→ GIVEN TEXT
Allyn Rose, the 24-year-old who will represent Washington, D.C., in the upcoming Miss America pageant, announced that she will undergo a double mastectomy as a breast cancer prevention measure, according to news reports.
Rose has a chromosomal disease that raises her risk of breast cancer -- one that her mother, who died from breast cancer, also had, she told NBC News.
"I unfortunately lost my mom to breast cancer when I was 16," Rose told NBC News. She is now making breast cancer prevention her platform in the upcoming Miss American pageant. She previously competed in the Miss USA pageant last year as Miss Maryland.
Rose did not specify what disease exactly it is that she has, but she told People magazine that it dramatically raises the risk of developing breast cancer.
"It manifests in male children, but there have been studies that women who are the carriers of it have almost a 75 percent likely chance of contracting breast cancer," Rose told People. "It's a very strange change in our genetic code. Almost all of the women in my family have passed away from it."

→ PARTS OF THE EXERCISE
1/ Duplicate the part of the article about Allyn Rose that begins at the words "Allyn Rose, the" and stops after the words "as Miss Maryland.".
2/ According to the article about Allyn Rose, which pageant did she compete in last year, and which state did she represent there?
3/ Resume the article about Allyn Rose's planned double mastectomy from where it stops.

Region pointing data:

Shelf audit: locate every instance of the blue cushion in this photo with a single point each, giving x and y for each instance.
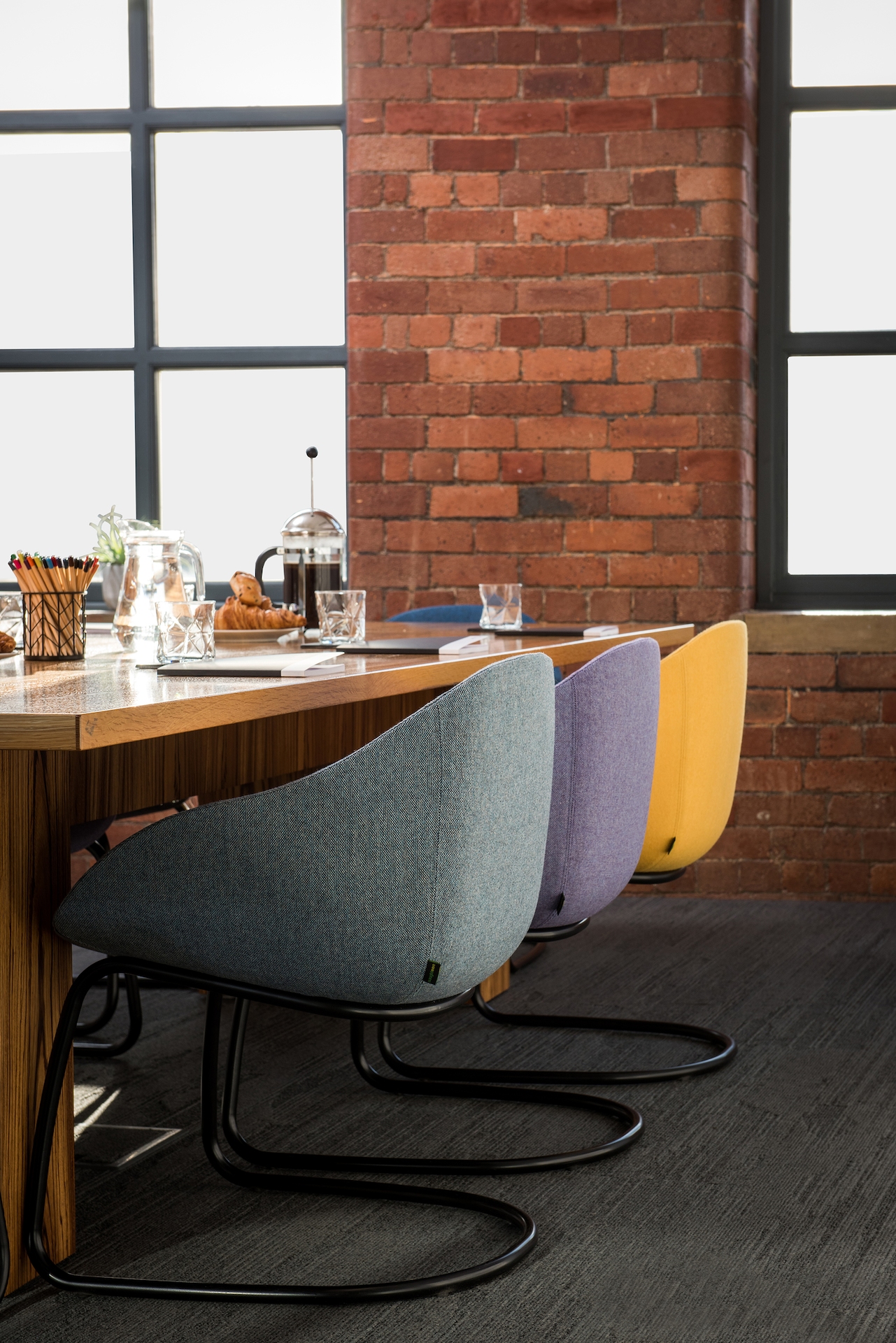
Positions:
(426, 845)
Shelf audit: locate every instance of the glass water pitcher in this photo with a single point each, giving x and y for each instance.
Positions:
(152, 574)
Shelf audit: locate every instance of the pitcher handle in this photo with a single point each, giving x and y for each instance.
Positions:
(198, 570)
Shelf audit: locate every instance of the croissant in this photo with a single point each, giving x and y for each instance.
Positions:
(249, 610)
(249, 590)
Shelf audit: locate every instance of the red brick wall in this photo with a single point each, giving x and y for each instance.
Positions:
(816, 805)
(553, 283)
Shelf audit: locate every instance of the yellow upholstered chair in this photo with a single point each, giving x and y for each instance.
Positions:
(703, 689)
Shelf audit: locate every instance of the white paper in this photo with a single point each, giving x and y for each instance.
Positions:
(287, 664)
(472, 644)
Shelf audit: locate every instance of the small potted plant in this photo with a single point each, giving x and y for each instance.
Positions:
(111, 550)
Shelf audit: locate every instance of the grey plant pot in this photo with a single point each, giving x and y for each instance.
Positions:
(112, 576)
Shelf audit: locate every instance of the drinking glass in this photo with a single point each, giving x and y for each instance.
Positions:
(502, 606)
(185, 632)
(341, 616)
(11, 616)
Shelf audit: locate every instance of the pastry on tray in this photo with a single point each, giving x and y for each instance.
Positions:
(249, 610)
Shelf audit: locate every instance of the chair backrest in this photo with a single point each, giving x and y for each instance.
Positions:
(423, 848)
(703, 690)
(605, 741)
(446, 616)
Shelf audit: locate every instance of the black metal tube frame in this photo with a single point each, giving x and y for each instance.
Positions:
(141, 120)
(38, 1173)
(776, 588)
(656, 879)
(725, 1045)
(102, 1049)
(629, 1118)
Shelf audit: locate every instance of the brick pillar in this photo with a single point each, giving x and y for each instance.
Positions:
(553, 290)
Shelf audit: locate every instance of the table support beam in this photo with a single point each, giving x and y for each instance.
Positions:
(35, 975)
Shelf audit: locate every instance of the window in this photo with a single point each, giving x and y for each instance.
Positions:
(827, 534)
(172, 269)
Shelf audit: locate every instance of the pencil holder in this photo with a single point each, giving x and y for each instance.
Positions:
(55, 626)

→ ANSWERS PER TASK
1/
Allyn Rose, the 24-year-old who will represent Washington, D.C., in the upcoming Miss America pageant, announced that she will undergo a double mastectomy as a breast cancer prevention measure, according to news reports.
Rose has a chromosomal disease that raises her risk of breast cancer -- one that her mother, who died from breast cancer, also had, she told NBC News.
"I unfortunately lost my mom to breast cancer when I was 16," Rose told NBC News. She is now making breast cancer prevention her platform in the upcoming Miss American pageant. She previously competed in the Miss USA pageant last year as Miss Maryland.

2/ She competed in the Miss USA pageant as Miss Maryland.

3/
Olga Olevsky, an assistnat clinical professor of medicine at the University of California, Los Angeles, told NBC News that Rose is an example of a young person who is taking her health seriously.
"Being proactive is important," Olevsky told NBC News.
Recently, Sharon Osbourne announced that she had undergone a double mastectomy for preventive reasons as well, after she discovered she carried a gene that raised her risk of breast cancer. Osbourne did not specify what gene it was she had, but it's well-known that certain harmful mutations of the BRCA1 and BRCA2 genes raise the risk of breast and ovarian cancers. These genes ordinarily work as tumor suppressors, but when they are mutated, they are known to lead to a dramatically raised risk of cancer, the National Cancer Institute reported.